Location labeling records

[Begin]

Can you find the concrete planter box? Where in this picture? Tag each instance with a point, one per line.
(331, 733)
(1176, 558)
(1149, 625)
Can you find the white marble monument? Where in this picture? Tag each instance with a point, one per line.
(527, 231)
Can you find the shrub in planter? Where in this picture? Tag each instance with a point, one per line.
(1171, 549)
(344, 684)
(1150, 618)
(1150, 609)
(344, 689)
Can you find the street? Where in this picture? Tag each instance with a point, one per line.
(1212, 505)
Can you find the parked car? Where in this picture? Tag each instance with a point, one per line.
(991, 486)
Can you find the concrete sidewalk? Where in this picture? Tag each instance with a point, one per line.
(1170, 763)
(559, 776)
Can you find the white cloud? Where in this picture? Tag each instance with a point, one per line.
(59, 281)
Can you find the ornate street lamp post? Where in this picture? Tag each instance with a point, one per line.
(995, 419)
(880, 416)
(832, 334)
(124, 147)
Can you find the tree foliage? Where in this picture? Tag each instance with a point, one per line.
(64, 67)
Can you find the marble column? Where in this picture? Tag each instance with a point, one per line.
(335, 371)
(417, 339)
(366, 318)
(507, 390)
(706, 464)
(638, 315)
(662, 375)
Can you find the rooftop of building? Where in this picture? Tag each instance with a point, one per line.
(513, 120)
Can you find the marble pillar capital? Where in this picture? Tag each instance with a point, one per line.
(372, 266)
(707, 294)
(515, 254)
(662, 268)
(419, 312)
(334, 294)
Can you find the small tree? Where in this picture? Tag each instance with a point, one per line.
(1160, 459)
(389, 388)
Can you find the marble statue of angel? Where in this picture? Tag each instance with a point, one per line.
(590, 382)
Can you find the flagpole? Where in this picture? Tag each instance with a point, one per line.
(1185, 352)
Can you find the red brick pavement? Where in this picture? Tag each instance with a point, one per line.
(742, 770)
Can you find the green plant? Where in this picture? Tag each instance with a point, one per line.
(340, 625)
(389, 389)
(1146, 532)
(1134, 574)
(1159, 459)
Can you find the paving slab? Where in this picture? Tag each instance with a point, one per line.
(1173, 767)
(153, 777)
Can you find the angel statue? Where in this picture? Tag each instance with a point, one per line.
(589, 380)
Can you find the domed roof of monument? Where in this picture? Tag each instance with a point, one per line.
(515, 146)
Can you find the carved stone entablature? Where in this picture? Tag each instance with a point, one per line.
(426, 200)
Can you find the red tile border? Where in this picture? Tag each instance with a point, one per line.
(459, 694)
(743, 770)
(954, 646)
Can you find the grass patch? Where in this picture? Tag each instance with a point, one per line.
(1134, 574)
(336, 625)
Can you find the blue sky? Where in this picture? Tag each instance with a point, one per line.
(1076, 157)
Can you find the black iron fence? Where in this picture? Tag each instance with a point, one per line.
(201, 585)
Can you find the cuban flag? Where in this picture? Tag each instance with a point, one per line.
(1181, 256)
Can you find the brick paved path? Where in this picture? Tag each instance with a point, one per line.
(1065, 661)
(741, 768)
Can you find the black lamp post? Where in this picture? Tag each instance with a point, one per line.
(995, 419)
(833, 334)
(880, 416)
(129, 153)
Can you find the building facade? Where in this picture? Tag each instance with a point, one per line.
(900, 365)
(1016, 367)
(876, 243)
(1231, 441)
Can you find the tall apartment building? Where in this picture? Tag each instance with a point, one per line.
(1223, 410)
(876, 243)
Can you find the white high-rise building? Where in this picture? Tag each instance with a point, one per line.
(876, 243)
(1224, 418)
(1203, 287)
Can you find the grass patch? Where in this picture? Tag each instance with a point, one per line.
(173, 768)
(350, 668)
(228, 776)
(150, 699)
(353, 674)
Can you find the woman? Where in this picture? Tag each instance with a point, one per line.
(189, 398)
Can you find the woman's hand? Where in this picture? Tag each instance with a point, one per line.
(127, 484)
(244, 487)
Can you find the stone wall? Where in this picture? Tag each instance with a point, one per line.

[End]

→ **Set problem**
Rewrite only the lines from the one containing "Can you find the red tile" through the one containing "(1231, 441)", replacing "black iron fence" with "wrought iron fence" and leaving everything else unchanged.

→ **Solved problem**
Can you find the red tile border? Where in this picture? Tag each instance with a point, one per line.
(459, 694)
(743, 770)
(954, 646)
Can you find the grass patch? Where in this picture? Tag each instance with a point, one per line.
(1134, 574)
(336, 625)
Can you find the blue sky? Where in this picture? Tag each instance with a point, one per line.
(1076, 157)
Can you find the wrought iron fence? Where in this picture? Tag each instance with a point, one per line.
(201, 585)
Can you find the cuban flag? Where in this picture? Tag each instance with a point, one per line.
(1181, 256)
Can you find the brick paved path? Where in this picture? Tag each instance with a point, one per line.
(1065, 661)
(741, 768)
Can you find the black lamp post? Where in this picture? Tag each instance with a point, one per line.
(995, 419)
(833, 334)
(880, 416)
(129, 153)
Can you find the building facade? Where in this picture? Tag each instance with a point, one per line.
(900, 365)
(1016, 367)
(876, 243)
(1231, 441)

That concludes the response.